> **JOB A**:
Repeat word for word everything in the essay on recorded music from "For the record, music" down to "or a million.".
> **JOB B**:
Please state whether each statement agrees with the essay on recorded music, answering yes or no and quoting the deciding words.
(i) A video of a play counts as a play.
(ii) The recording industry taught consumers that a song has only one version.
(iii) Digital replication demands talent and skill.
> **JOB C**:
Answer these questions from the essay on recorded music.
(i) What is different every time?
(ii) Once recordings exist in digital format, what is said to be nothing?
(iii) What can recordings not capture?

> **TEXT**:
........

Against Perfection: Musicians no longer seem to know what music is

45 RPM Vinyl Record

For the record, music is not recorded music. A photograph of a painting is not a painting. A video of a play is not a play. Seeing a symphony in person is not the same as listening to a CD. In point of fact, the digital itself is a copy at it’s origin, it never inhabits time the same way as the performing arts. The digital replicates without effort, cost, talent or skill. Compare and contrast to performing music live, acting in a play, painting a new work.

Because a large industry has grown up around selling recordings, the recordings are often confused with the thing recorded. Of course there are recorded works that only exist as recordings and cannot actually be performed. Then there are records put out by musicians who can’t actually play their music live. But once these recordings exist in digital format, it’s nothing to make an extra copy or two. Or ten thousand or a million.

The great thing about music is that it’s different every time. That’s why we go to see plays and operas we’ve seen before, see bands we’ve seen before. It was the recording industry that taught consumers that there was only one version of a song, the one they were selling. And that was the moment where musicians were cut off from their music. Recordings create an artificial kind of perfection that stands outside of life. Life is imperfect, filled with mistakes, errors, moments of passion and virtuosity. Recordings can simulate the depth of life, but cannot capture the living.

........

> **DATASET CONTENT**:
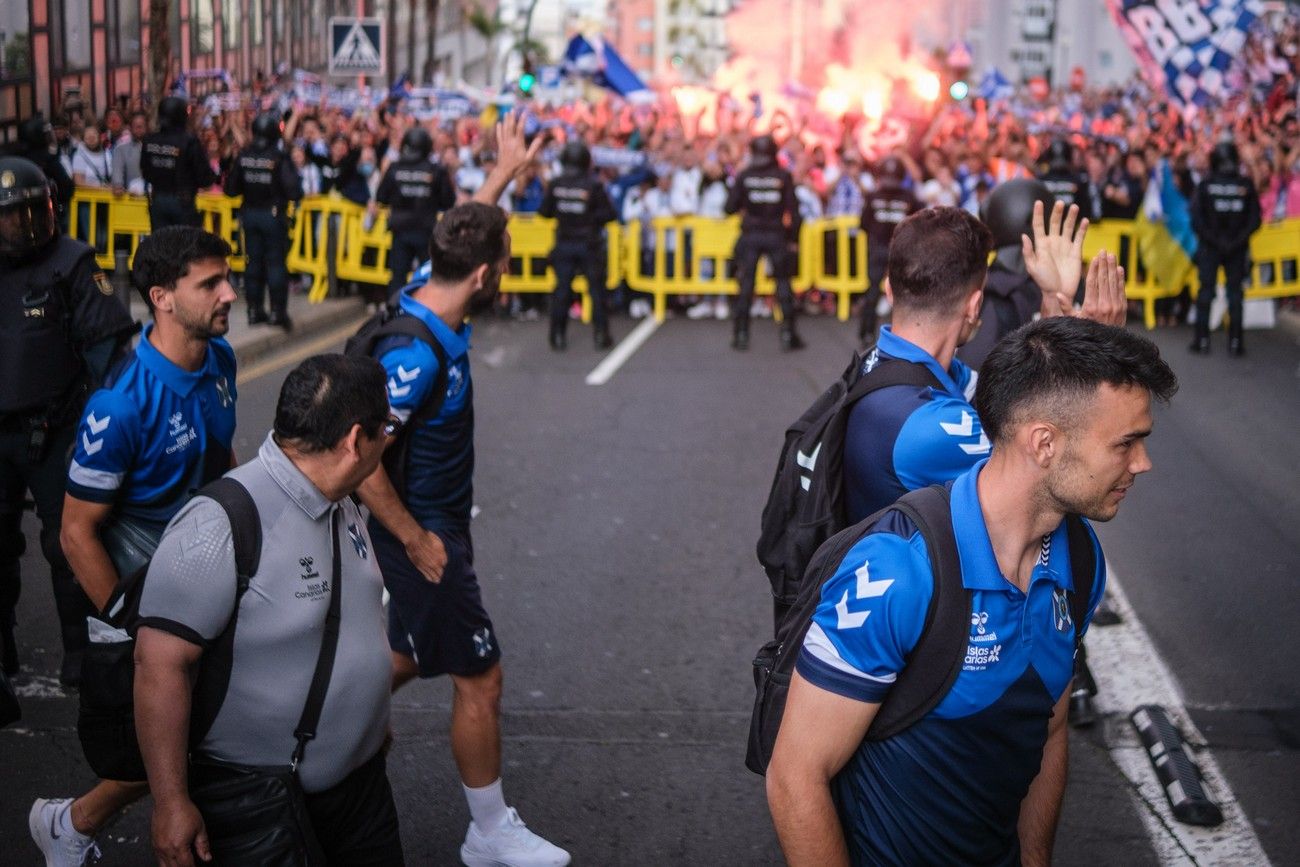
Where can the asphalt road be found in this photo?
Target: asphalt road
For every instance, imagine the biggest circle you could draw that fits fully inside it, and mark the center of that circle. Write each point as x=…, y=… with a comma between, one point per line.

........

> **RESULT A**:
For the record, music is not recorded music. A photograph of a painting is not a painting. A video of a play is not a play. Seeing a symphony in person is not the same as listening to a CD. In point of fact, the digital itself is a copy at it’s origin, it never inhabits time the same way as the performing arts. The digital replicates without effort, cost, talent or skill. Compare and contrast to performing music live, acting in a play, painting a new work.

Because a large industry has grown up around selling recordings, the recordings are often confused with the thing recorded. Of course there are recorded works that only exist as recordings and cannot actually be performed. Then there are records put out by musicians who can’t actually play their music live. But once these recordings exist in digital format, it’s nothing to make an extra copy or two. Or ten thousand or a million.

> **RESULT B**:
(i) No: "A video of a play is not a play."
(ii) Yes: "It was the recording industry that taught consumers that there was only one version of a song, the one they were selling."
(iii) No: "The digital replicates without effort, cost, talent or skill."

> **RESULT C**:
(i) Music.
(ii) Making an extra copy or two.
(iii) The living.